Entries taken from a collection:
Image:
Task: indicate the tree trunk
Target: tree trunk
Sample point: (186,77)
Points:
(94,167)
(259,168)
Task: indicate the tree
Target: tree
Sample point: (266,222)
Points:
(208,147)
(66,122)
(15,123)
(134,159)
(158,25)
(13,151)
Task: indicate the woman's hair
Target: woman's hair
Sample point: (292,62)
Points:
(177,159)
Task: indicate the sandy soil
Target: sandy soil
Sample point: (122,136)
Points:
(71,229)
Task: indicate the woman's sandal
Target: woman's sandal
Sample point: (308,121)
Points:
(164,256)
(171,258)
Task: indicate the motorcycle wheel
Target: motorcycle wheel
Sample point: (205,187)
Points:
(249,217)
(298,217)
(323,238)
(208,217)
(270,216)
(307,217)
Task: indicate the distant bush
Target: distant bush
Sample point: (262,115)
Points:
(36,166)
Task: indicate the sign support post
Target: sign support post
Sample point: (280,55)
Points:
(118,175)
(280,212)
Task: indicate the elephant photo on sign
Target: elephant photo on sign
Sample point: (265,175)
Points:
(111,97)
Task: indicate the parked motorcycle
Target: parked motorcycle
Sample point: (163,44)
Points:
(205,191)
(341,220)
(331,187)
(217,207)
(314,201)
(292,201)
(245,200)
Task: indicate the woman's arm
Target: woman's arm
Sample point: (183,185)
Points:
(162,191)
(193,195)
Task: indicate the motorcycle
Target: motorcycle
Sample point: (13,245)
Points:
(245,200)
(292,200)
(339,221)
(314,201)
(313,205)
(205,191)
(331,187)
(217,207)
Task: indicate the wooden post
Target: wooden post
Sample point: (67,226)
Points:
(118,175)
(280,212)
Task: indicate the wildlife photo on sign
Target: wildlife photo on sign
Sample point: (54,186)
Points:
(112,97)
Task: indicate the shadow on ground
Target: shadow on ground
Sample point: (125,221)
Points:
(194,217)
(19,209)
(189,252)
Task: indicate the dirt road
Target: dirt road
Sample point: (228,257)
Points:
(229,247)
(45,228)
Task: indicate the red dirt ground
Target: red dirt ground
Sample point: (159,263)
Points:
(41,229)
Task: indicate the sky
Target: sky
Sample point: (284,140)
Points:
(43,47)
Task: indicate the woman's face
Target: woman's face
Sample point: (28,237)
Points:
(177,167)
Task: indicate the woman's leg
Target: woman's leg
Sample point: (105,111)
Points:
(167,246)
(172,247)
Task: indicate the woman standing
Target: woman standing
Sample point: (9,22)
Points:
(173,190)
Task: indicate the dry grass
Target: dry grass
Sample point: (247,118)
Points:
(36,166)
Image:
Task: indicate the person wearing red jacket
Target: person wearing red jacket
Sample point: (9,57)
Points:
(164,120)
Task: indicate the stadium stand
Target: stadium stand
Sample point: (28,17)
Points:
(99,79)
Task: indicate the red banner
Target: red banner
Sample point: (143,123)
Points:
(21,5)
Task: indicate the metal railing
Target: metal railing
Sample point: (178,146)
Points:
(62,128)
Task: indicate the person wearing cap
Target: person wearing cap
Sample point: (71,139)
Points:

§ **REQUIRED WORK**: Repeat the entries word for word. Skip none of them.

§ **REPLY**:
Image:
Task: indicate the tree trunk
Target: tree trunk
Sample point: (186,77)
Points:
(94,167)
(259,168)
Task: indicate the tree
Target: tree
Sample point: (266,222)
Points:
(208,147)
(66,122)
(15,123)
(134,159)
(158,25)
(13,151)
Task: indicate the woman's hair
Target: woman's hair
Sample point: (292,62)
Points:
(177,159)
Task: indicate the sandy soil
Target: sandy soil
Sample point: (122,136)
Points:
(71,229)
Task: indicate the woman's sandal
Target: woman's sandal
Sample point: (308,121)
Points:
(164,256)
(171,258)
Task: indicate the motorcycle wheel
Target: motorcycle wheel
Sample point: (205,187)
Points:
(249,217)
(298,217)
(323,238)
(208,217)
(270,216)
(307,217)
Task: indicate the distant bush
Target: distant bush
Sample point: (262,115)
Points:
(36,166)
Task: indicate the sign support post
Target: sign support post
Sample point: (280,55)
Points:
(118,175)
(280,212)
Task: indicate the elephant photo on sign
Target: elephant photo on sign
Sample point: (265,175)
Points:
(111,97)
Task: indicate the parked motorcycle
Target: parked motorcycle
Sample point: (163,44)
Points:
(205,191)
(341,220)
(331,187)
(217,207)
(314,201)
(292,201)
(245,200)
Task: indicate the woman's arm
Target: woman's arm
Sample point: (183,185)
Points:
(162,191)
(193,195)
Task: indicate the motorcycle
Target: motorcycle
Sample point: (13,245)
Points:
(245,200)
(292,200)
(339,221)
(314,201)
(313,205)
(205,191)
(331,187)
(217,207)
Task: indicate the wooden post
Target: wooden post
Sample point: (67,226)
Points:
(118,175)
(280,212)
Task: indicate the wildlife photo on sign
Target: wildlife photo on sign
Sample point: (54,186)
Points:
(112,97)
Task: indicate the shadow on ground
Target: shadow on ground
Sample point: (125,221)
Points:
(194,217)
(19,209)
(189,252)
Task: indicate the dirt road
Target: dirt road
Sample point: (228,257)
Points:
(229,247)
(45,228)
Task: indicate the red dirt ground
Target: red dirt ground
Sample point: (159,263)
Points:
(41,229)
Task: indicate the sky
Target: sky
Sample point: (284,140)
Points:
(43,47)
Task: indicate the woman's face
Target: woman's face
Sample point: (28,237)
Points:
(177,167)
Task: indicate the woman's leg
Target: woman's leg
Sample point: (105,111)
Points:
(167,246)
(172,247)
Task: indicate the woman standing
Target: woman standing
Sample point: (9,22)
Points:
(173,190)
Task: indicate the dry grass
Target: dry grass
Sample point: (247,118)
Points:
(36,166)
Image:
Task: indicate the person wearing red jacket
Target: person wearing red jacket
Sample point: (9,57)
Points:
(164,120)
Task: indicate the stadium stand
Target: stadium stand
Sample point: (28,17)
Points:
(99,79)
Task: indicate the red banner
Target: red banner
Sample point: (143,123)
Points:
(21,5)
Task: indicate the metal railing
Target: metal railing
Sample point: (178,146)
Points:
(62,128)
Task: indicate the person wearing cap
Target: person wearing cap
Sample point: (71,139)
Points:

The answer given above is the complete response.